=== Okuma parçası ===

Her geçen gün kadın ve eşcinsel, travesti cinayetleri artıyor. Artık nedenleri-niçinleri konusunda sözün bittiği noktasındayız. Çünkü biliyoruz ki heteroseksist sistemin namus gibi, ahlak gibi kendilerince yarattığı bir dayanak noktası var kendisini haklı gösterdiği. Sistemin başındakileri de bu zihniyet getirdiğine göre nefret cinayetlerinin artması kaçınılmaz. İktidar münferit olay gözüyle sessiz kaldığı gibi bu cinayetlere, dahası “hastalık, sapıklık, ahlaksızlık” diyerek hedef gösterip cesaret veriyor cinayete sebep olan nefrete.

İktidarın ayrımcı politikasına karşı eşcinsellerin de ellerinden geldiğince yasaları değiştirmek için politik olması gerekiyor ama önce yaşamak için eşcinsellik tarafına geçmeleri gerekiyor. Kaçmamak gerekiyor, korkmamak gerekiyor. Kaçışın kurtuluş olmadığını daha ne zaman anlayacak acaba eşcinseller. Ne zaman inanacaklar eşit olarak yaşama haklarının olduğuna?

Son nefret cinayetine kurban giden travesti cinsiyet kimliğinden dolayı tepki gösteren ailesinden uzak durmaya çalışıyormuş. Tabi ki canını kurtarmak için. O da kaçtı ama kurtulamadı işte.

=== Çıkarılan bilgiler ===

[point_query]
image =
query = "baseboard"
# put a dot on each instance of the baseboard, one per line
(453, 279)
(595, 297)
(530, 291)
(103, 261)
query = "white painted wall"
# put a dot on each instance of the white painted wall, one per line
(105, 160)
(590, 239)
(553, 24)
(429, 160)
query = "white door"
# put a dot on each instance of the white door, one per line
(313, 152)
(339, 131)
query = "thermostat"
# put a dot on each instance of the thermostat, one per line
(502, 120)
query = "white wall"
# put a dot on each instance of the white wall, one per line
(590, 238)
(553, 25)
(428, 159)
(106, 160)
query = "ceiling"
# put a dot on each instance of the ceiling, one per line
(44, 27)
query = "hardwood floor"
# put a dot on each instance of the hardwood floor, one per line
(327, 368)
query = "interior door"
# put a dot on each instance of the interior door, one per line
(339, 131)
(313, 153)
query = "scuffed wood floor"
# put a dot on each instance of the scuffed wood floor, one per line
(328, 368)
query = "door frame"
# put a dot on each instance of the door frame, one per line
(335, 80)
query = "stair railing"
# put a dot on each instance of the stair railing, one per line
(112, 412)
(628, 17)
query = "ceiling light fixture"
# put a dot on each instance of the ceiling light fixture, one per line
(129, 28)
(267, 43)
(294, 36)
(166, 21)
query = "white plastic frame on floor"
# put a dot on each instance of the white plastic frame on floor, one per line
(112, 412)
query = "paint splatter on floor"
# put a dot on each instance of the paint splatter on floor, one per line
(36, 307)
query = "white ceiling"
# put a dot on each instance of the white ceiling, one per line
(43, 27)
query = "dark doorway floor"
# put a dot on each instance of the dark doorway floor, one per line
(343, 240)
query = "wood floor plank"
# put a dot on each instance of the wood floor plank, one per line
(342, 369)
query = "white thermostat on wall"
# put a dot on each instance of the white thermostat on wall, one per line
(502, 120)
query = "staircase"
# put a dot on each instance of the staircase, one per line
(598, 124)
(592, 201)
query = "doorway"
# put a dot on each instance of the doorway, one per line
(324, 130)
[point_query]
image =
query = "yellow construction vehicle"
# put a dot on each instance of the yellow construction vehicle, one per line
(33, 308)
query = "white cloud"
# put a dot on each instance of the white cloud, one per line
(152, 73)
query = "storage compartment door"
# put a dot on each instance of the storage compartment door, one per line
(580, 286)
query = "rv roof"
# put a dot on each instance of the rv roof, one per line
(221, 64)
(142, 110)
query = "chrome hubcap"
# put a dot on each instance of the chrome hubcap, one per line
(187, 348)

===

#### [Yönergeler]
- a) Okuma parçasına göre son nefret cinayetinde öldürülen travesti kimden uzak durmaya çalışıyormuş?
- b) Okuma parçasında "İktidarın ayrımcı politikasına karşı" sözleriyle başlayan paragrafı ana bilgilerini koruyarak daha kısa yazın.

#### [Yanıtlar]
- a) Cinsiyet kimliğinden dolayı tepki gösteren ailesinden.

- b) Eşcinsellerin, iktidarın ayrımcı politikasına karşı yasaları değiştirmek için politik olması, ama önce yaşamak için eşcinsellik tarafına geçmesi gerekiyor. Kaçmamalı, korkmamalı, kaçışın kurtuluş olmadığını ve eşit yaşama haklarının olduğunu anlamalılar.